(Opdracht): Zet de zin "De Staatssecretaris van Financiën heeft het volgende besloten." uit het wijzigingsbesluit om in het Engels.

(Tekstfragment):
#####
Wijziging van het besluit van 25 maart 2013, nr. BLKB2013/110M (Stcrt. 2013, 8768)

Directoraat-generaal Belastingdienst/Corporate Dienst Vaktechniek

Besluit van 10 februari 2022, nr. 2022 – 1669

De Staatssecretaris van Financiën heeft het volgende besloten.

Dit besluit wijzigt het besluit van 25 maart 2013, nr. BLKB2013/110M (Stcrt. 2013, 8768). De wijzigingen zijn ingegeven door jurisprudentie en de parlementaire behandeling van het Belastingplan 2021 en betreffen: de uitbreiding van paragraaf 2.6 over fraus legis en verplaatsing ervan naar paragraaf 1.2; het vervallen van paragraaf 4.2.2 over parallelliteit, inclusief de verwijzing hiernaar in paragraaf 4.2.3; de aanvulling van paragraaf 4.3.1 en de toevoeging van een voorbeeld aan deze paragraaf.

ARTIKEL I

Het besluit van 25 maart 2013, nr. BLKB2013/110M (Stcrt. 2013, 8768), wordt als volgt gewijzigd:

A

In paragraaf 1 wordt na de eerste alinea een alinea ingevoegd, luidende:

Dit besluit werd gewijzigd bij besluit van 10 februari 2022, nr. 2022 – 1669. Het onderdeel over fraus legis is uitgebreid en verplaatst van paragraaf 2.6 naar paragraaf 1.2. De uitbreiding is ingegeven door fraus legis jurisprudentie inzake renteaftrekconstructies. Paragraaf 4.2.2 over parallelliteit is vervallen naar aanleiding van het arrest van de Hoge Raad van 9 juli 20211 en nu gereserveerd. Om die reden is ook de verwijzing naar paragraaf 4.2.2 in voorbeeld a van paragraaf 4.2.3 vervallen. Paragraaf 4.3.1 is aangevuld en voorzien van een voorbeeld in de situatie dat sprake is van partiële verliesverrekening bij de ontvanger van potentieel in aftrek beperkte rente. De aanleiding voor het voorbeeld is de parlementaire behandeling van het Belastingplan 2021 (Kamerstukken I 2020/21, 35 572, nr. F, p. 8).
#####
(Overzicht materiaal):
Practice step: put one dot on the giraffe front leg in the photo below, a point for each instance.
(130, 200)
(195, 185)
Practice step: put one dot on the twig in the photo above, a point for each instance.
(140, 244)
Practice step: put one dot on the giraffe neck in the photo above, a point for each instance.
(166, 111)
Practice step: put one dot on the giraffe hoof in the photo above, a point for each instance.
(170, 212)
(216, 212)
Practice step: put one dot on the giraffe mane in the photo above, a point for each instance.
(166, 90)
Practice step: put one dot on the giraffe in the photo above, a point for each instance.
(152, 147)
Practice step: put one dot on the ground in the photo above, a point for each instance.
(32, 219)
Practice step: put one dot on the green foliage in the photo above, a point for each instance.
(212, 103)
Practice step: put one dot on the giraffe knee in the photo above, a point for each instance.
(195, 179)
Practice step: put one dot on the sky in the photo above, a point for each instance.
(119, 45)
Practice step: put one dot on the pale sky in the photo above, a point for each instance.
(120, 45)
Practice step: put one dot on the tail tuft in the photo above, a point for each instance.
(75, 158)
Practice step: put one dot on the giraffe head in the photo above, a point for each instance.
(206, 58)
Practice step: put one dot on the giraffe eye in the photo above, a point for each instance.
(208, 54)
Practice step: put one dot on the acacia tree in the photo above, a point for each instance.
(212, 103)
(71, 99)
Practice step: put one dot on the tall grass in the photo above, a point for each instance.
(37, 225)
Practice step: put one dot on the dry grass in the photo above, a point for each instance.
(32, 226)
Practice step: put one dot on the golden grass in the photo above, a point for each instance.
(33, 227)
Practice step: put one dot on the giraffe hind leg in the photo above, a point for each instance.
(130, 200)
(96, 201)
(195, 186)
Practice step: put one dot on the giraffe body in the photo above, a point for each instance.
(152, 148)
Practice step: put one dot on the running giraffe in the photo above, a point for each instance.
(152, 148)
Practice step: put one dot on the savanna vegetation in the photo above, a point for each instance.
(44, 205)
#####
(Resultaat): The State Secretary for Finance has decided as follows.